**What the task asks:**
Where does the word "below" occur in the material? Copy each line that has it.

**Data records:**
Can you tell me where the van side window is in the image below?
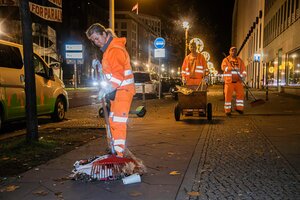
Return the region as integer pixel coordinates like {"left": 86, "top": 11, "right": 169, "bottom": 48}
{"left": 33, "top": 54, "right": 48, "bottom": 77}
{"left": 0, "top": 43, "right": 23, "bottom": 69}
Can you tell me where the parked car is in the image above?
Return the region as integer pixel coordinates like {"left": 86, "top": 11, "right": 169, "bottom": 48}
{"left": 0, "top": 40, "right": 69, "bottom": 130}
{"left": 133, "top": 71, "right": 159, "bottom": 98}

==

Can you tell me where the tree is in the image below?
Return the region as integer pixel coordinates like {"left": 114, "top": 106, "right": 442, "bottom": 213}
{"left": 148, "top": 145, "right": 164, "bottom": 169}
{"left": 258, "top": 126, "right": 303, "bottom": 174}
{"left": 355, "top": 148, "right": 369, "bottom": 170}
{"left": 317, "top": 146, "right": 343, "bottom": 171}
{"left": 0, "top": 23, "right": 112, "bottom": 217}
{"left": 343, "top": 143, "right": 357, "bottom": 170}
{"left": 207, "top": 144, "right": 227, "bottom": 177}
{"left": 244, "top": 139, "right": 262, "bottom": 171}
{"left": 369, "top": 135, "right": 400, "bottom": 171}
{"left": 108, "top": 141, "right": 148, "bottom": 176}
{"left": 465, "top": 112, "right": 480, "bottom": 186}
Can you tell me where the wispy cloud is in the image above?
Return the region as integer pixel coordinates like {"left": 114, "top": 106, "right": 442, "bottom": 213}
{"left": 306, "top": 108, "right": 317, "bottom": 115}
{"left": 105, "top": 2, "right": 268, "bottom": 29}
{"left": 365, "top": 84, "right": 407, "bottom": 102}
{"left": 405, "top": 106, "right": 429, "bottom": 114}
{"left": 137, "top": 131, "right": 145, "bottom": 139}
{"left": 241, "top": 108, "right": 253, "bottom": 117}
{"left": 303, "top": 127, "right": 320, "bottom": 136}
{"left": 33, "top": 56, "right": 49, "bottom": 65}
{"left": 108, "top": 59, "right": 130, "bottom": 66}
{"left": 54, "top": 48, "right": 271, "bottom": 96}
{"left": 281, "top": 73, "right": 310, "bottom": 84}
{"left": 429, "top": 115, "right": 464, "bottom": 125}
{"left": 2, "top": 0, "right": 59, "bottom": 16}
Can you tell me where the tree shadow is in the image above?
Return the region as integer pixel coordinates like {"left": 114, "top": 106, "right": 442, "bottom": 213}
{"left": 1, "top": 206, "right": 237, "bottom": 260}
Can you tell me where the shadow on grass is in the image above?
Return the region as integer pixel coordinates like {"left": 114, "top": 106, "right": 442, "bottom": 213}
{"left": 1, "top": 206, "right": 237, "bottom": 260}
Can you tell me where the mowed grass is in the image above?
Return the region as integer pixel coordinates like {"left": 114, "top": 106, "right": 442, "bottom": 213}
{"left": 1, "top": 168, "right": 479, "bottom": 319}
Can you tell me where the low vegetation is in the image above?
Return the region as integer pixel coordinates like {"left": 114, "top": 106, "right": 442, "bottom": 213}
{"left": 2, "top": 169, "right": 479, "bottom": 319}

...

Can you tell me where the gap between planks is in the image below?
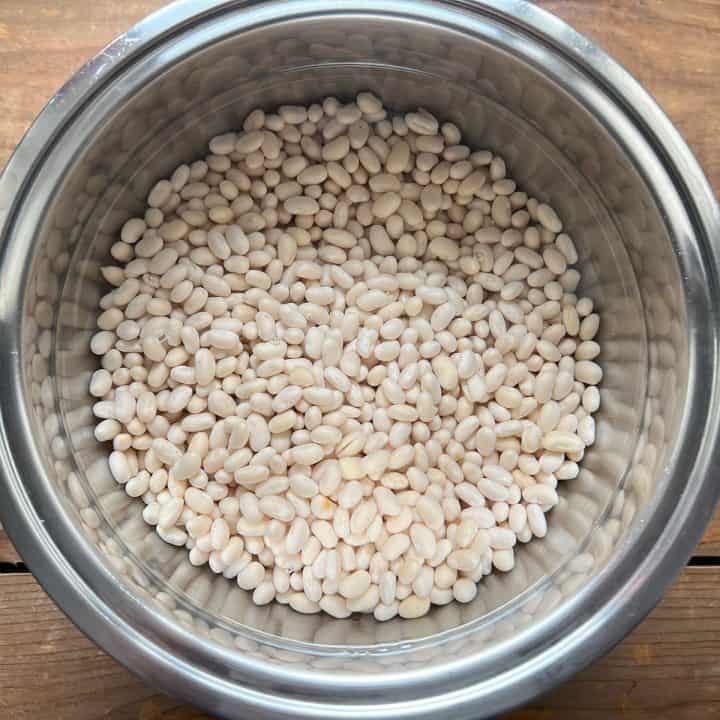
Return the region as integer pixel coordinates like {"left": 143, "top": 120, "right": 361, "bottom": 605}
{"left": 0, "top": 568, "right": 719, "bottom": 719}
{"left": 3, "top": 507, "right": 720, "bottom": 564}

**Result:**
Can you tell me where the van side window is in the image below?
Can you tell me where the tree is in the image below?
Can you tell me where the gap between planks is in the image below?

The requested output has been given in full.